- EXERCISE TEXT
________________

In 1999, a researcher invited Drake to a weeklong criminology convention at the FBI Academy in Quantico, Virginia. Drake hung on every word. When the day's activities ended around 9 p.m., he sat in the FBI library until midnight, copying down the titles of books.

Drake had an idea: What if he were to study gay homicide? No one else was doing it. The president-elect of the American Society of Criminology warned him against shoddy activist research. "You can't just look at gay victims," Drake recalls him saying. To do it right, he'd have to look at gay victims, offenders, and incidents.

By 2001, Drake and his partner, Joe Shulka, had collected a database of information known as the Minnesota Gay Homicide Study. The Quantico criminologists were impressed with his meticulously researched case studies, which were already yielding surprising results.

"Police think gay homicides are like straight homicides, and they're not," Drake says.

Today, the Center for Homicide Research—Drake changed the name in 2004—contains two locked drawers of red file folders, each bearing the neatly typed name of a murder victim. The red folders document approximately 100 gay murders that Drake has identified in Minnesota from 1969 to the present—another 3,025 purple folders contain information on gay homicides across the country. Drake uses a computer database to analyze the cases, comparing them with murders of straight people. His expertise at understanding these files has made Drake a frequent expert consultant to law enforcement, and he has been credited with helping to solve two gay murders—one in a suburb of Phoenix, and one in New Zealand.

Gay homicides, he says, often present certain indicators: a nude male in the bedroom, no indications that the home was broken into, a bizarre crime scene, missing car or ATM card, and what's known as "overkill"—excessive wounding, such as stabbing someone 60 times. The murders are personal, intimate—almost half involve knives, in contrast to straight homicides, in which guns are used 68 percent of the time.

Gay serial killing is extremely rare: FBI data from 1976 to 1997 shows that in 93 percent of GLBT homicides, the slaying was a first for the offender.

Drake calls many of the gay killings "shame attacks, honor killings.

"When we look at gay male homicide across the United States, the pattern is that there's evidence of sexual activity prior to the killing. So that doesn't point to some stranger-hate-crime scenario. That points to a crime where there's internalized homophobia. Somebody on the fringe of society, who enjoys having sex with men but at the same time can't cope with that.

"Attack doesn't occur because they hate the other person," Drake says. "It's because they hate themselves."

In 1986, John Roe, the openly gay owner of the Quickway Diner in Bloomingburg, New York, was found dead in his home. He'd been robbed, beaten in the head and face, and stabbed multiple times in the chest. For nearly 18 years, the case remained unsolved.

Then, in the fall of 2003, a routine scan of a cigarette butt left in a beer bottle at the murder scene turned up a match in the national DNA database: Rommal Bennett, a drifter who'd been convicted of sexually assaulting his roommate/boyfriend in Minneapolis in 1993.

________________

- WHAT YOU WILL DO
1: According to the text on gay homicide research, in what year did Drake change the name to the Center for Homicide Research?
2: Repeat the part of the gay homicide text that opens with the words containing "Gay serial killing" and closes with "for the offender.".

(Recorded data)
________________

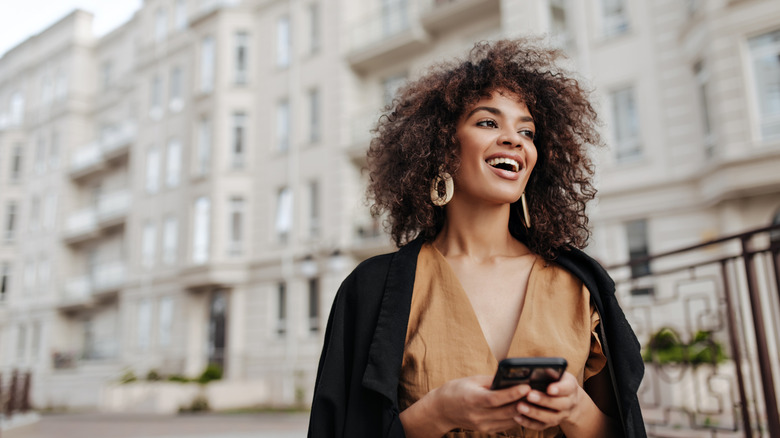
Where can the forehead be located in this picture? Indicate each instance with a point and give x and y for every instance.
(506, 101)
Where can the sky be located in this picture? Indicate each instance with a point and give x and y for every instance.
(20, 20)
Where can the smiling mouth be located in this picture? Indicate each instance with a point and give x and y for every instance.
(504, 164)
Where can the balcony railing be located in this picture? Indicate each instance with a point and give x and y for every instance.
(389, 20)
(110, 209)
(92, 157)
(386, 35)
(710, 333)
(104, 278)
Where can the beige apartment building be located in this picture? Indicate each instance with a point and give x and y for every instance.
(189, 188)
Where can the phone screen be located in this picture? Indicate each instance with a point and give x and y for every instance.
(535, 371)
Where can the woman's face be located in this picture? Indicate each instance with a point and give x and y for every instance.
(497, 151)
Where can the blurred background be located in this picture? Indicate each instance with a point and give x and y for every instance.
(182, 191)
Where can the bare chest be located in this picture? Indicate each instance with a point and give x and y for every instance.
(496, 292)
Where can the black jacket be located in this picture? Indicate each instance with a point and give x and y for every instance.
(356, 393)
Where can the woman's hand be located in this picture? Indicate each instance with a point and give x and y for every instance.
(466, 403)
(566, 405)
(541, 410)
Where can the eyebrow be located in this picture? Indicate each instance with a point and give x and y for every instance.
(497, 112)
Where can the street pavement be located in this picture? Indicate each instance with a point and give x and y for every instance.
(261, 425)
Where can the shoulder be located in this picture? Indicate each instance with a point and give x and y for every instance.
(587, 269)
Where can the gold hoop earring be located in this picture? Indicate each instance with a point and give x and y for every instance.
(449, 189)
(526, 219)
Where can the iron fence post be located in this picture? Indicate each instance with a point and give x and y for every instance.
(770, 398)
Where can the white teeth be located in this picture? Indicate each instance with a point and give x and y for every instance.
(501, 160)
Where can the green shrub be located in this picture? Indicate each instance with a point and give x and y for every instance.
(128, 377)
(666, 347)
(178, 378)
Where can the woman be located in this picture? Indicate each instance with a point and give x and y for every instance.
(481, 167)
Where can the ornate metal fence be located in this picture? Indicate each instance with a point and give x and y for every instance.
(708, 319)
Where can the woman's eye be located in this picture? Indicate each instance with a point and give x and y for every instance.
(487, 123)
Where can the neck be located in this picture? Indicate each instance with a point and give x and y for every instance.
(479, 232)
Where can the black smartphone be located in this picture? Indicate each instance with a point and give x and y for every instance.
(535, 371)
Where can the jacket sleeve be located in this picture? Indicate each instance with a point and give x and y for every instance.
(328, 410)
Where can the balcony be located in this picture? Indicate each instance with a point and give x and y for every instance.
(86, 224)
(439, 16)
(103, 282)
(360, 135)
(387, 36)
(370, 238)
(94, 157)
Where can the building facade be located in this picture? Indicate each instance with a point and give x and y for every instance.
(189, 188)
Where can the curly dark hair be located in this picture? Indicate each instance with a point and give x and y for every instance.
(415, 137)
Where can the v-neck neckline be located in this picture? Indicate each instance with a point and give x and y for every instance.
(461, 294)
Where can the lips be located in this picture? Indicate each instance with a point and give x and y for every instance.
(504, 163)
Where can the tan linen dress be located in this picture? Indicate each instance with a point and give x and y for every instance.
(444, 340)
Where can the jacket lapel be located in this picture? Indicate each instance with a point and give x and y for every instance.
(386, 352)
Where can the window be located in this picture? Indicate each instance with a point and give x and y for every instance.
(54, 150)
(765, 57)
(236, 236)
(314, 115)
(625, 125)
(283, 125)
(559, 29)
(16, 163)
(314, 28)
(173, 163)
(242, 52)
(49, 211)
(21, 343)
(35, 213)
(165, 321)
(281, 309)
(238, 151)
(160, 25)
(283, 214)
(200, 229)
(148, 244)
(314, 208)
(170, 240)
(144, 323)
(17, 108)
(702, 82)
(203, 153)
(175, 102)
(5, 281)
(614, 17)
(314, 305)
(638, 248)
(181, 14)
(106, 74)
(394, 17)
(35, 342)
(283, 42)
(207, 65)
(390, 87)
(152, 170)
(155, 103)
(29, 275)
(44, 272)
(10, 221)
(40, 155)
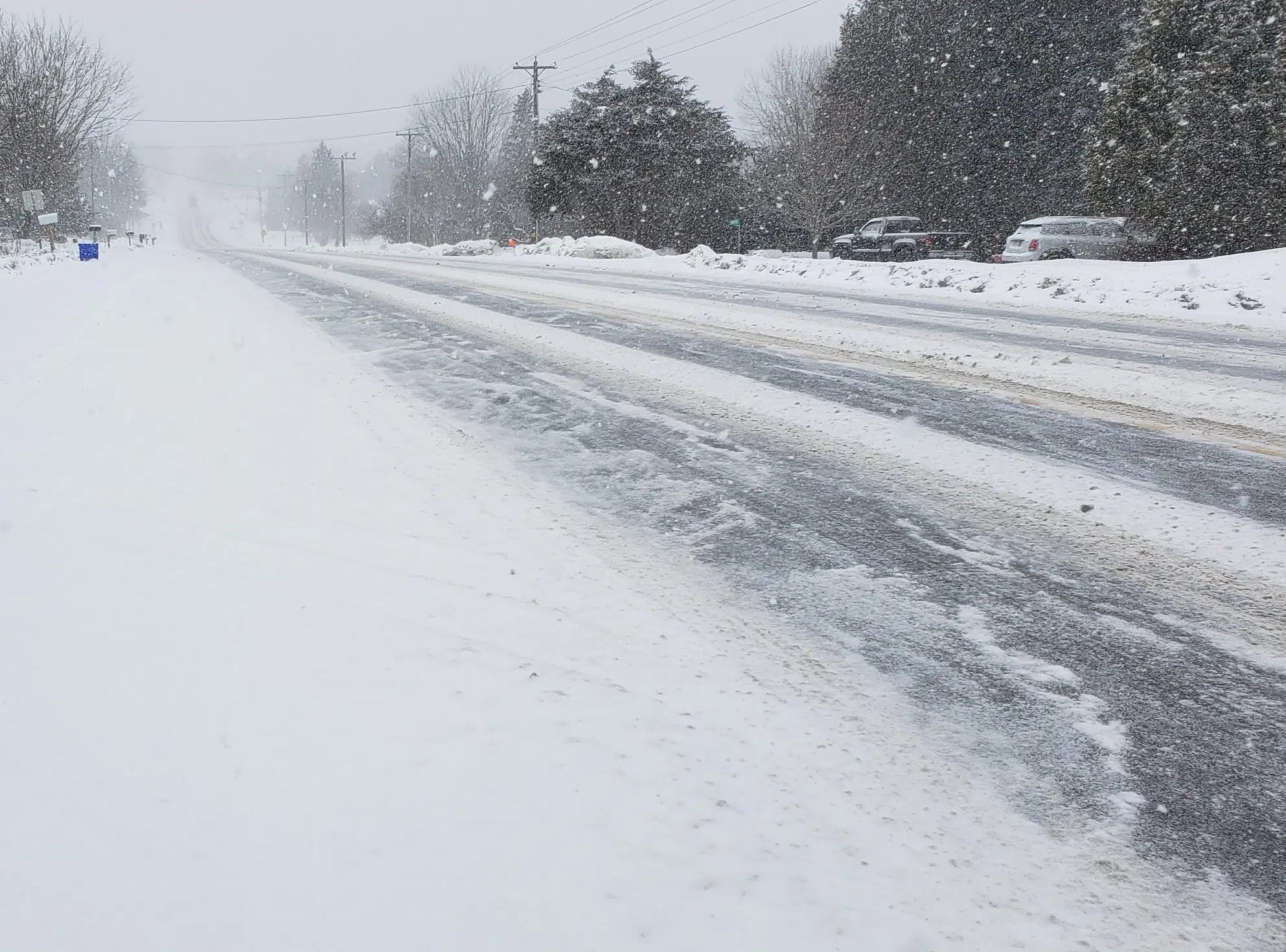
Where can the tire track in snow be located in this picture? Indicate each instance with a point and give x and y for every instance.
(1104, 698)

________________

- EXERCISE RESULTS
1: 2004

2:
Gay serial killing is extremely rare: FBI data from 1976 to 1997 shows that in 93 percent of GLBT homicides, the slaying was a first for the offender.